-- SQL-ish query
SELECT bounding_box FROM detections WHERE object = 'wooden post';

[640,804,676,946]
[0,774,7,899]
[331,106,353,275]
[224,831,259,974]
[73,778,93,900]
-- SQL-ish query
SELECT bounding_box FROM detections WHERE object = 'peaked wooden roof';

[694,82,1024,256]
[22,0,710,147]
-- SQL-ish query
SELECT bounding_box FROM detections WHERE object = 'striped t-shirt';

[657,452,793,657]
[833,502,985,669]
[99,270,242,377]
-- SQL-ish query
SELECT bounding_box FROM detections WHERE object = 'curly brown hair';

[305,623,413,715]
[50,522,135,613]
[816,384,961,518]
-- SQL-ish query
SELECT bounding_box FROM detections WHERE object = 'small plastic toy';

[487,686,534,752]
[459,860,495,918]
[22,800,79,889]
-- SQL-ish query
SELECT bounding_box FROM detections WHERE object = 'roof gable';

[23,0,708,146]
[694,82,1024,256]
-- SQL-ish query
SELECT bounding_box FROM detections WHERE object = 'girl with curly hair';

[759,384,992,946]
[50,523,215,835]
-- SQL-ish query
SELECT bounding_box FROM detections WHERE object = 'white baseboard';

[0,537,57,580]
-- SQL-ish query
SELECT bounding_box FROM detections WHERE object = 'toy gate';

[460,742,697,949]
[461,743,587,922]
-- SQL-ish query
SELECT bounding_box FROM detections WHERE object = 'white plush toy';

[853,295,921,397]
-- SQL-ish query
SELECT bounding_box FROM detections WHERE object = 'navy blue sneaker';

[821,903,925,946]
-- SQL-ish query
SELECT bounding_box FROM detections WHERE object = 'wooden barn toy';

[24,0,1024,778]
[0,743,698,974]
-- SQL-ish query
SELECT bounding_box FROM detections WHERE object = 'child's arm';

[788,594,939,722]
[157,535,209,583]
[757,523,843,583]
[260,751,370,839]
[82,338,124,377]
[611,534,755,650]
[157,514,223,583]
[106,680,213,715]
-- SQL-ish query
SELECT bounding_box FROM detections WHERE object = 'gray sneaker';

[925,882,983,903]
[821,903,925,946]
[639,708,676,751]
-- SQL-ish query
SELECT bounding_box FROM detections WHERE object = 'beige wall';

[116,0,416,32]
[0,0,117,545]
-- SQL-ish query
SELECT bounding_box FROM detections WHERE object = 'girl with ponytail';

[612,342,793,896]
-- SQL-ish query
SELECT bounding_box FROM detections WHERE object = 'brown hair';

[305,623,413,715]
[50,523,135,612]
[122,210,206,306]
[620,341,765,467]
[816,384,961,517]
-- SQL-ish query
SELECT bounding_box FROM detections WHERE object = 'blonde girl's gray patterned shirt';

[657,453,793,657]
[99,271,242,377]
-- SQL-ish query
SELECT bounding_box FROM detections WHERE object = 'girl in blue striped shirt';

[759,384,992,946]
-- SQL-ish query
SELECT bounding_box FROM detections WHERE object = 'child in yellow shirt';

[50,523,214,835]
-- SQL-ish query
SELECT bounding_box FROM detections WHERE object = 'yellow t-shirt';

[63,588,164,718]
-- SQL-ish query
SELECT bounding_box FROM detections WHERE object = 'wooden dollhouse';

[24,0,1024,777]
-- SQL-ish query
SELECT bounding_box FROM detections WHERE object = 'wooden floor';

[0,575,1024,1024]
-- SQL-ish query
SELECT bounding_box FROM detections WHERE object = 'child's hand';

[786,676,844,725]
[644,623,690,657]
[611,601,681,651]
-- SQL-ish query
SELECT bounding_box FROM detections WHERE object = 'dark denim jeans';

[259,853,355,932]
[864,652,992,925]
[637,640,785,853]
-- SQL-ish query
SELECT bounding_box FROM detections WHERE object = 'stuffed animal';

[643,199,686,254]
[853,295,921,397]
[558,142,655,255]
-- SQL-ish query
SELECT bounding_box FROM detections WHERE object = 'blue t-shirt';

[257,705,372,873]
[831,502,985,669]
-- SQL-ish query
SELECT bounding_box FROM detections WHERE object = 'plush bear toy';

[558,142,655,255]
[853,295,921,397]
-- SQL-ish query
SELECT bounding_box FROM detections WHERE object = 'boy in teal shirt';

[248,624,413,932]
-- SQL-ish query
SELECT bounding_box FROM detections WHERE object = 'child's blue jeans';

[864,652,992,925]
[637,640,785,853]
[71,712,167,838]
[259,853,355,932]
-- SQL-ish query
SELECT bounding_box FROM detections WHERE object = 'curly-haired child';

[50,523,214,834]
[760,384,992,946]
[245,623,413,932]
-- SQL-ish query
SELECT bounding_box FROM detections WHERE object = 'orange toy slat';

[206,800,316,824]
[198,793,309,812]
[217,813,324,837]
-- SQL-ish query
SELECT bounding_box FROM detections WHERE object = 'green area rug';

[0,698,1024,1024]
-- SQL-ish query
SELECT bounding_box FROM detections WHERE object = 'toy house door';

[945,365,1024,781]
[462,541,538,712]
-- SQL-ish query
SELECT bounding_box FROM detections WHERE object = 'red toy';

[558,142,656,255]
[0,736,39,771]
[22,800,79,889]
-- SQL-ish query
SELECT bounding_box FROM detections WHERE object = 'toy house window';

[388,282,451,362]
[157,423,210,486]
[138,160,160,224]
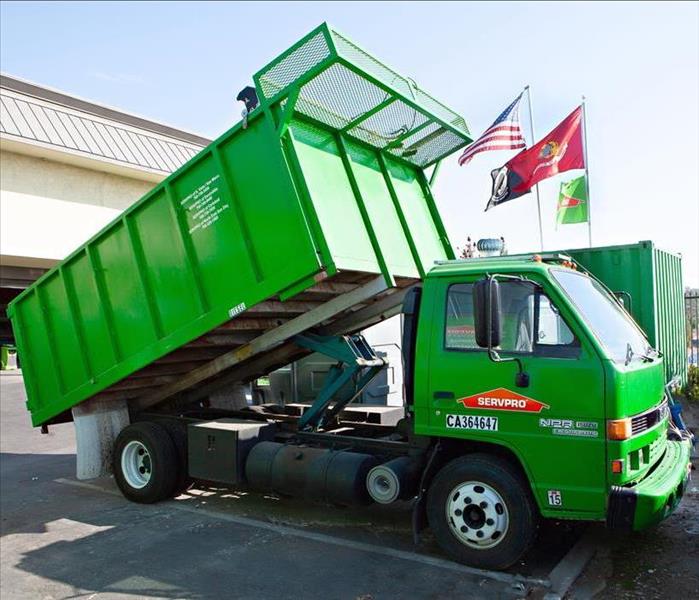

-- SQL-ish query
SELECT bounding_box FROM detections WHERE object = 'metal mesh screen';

[296,63,387,129]
[389,127,464,167]
[347,99,427,148]
[260,31,330,98]
[257,24,469,167]
[332,31,413,97]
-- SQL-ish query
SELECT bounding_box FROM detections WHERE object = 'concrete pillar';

[72,400,129,479]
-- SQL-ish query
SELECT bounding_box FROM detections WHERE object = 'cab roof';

[427,252,577,277]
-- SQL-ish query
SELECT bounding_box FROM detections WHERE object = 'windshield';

[551,269,653,363]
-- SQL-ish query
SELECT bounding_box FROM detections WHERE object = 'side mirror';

[473,277,501,348]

SET PROBLEM: Pick out every line in the rows above that contains the word "white", and copy each one. Case counts.

RESPONSE TO THIS EXERCISE:
SELECT bounding_box FROM detections WHERE object = 'white baseboard';
SELECT bounding_box FROM detections WHERE object = 'white plush toy';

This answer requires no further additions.